WORK INSTRUCTIONS: Can you repeat the part of the comment thread that opens with the words "Hahaha, right..." and closes with "Luke Strobel?", swapping "smaller local brands" for "small independent shops"?

  • 1 0
 "they are also lamenting the loss of what they thought was the brand’s desire to do more than just sell bikes."

Hahaha, right...
  • 2 0
 Oh shoot, does that mean influencers might actually start to work with smaller local brands instead of globo corp?
  • 5 3
 Welcome to the great reset.
  • 3 0
 Luke Strobel?
  • 1 0
 Did Golden Saddle in Los Angeles close because Ty Hathaway was cut off from Specialized?
  • 4 0
 Landlord wants to make condos or something. It’s in the heart of Silverlake. It’s probably worth so much more to some developer than housing a small niche bike shop.
  • 1 0
 @analog7: Way bummer. GSC was a legit bike shop.
  • 4 6
 Time to get a real job folks! Social are dead.. finally. Time to pay real pro-riders... racers... pay the right way the racers. I spent a lot of money for my hobbys.. but never spended some because of influencers. I grew up with forums... where no one were payed for sharing help..opinions.. tips.
  • 4 3
 I was going to buy a Stumpjumper, glad I waited and purchased a Spur instead.
  • 2 0
 Nice. Which build?

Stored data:
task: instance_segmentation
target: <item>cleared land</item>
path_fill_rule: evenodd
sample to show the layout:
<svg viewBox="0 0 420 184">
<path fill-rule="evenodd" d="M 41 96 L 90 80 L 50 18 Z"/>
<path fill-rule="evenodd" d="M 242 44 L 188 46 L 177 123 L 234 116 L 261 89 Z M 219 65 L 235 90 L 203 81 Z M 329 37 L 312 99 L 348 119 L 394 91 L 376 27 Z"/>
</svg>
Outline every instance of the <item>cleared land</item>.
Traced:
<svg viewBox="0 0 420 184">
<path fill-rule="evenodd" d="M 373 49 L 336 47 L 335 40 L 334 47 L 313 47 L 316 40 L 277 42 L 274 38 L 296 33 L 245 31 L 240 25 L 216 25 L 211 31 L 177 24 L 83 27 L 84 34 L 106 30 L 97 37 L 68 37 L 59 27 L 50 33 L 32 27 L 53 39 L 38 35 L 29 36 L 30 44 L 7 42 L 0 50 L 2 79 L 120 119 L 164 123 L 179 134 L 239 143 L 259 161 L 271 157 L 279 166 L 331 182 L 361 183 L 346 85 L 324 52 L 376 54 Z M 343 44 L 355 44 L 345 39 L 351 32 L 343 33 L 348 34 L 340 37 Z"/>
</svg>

ANSWER TO THIS PROBLEM:
Hahaha, right...
  • 2 0
 Oh shoot, does that mean influencers might actually start to work with small independent shops instead of globo corp?
  • 5 3
 Welcome to the great reset.
  • 3 0
 Luke Strobel?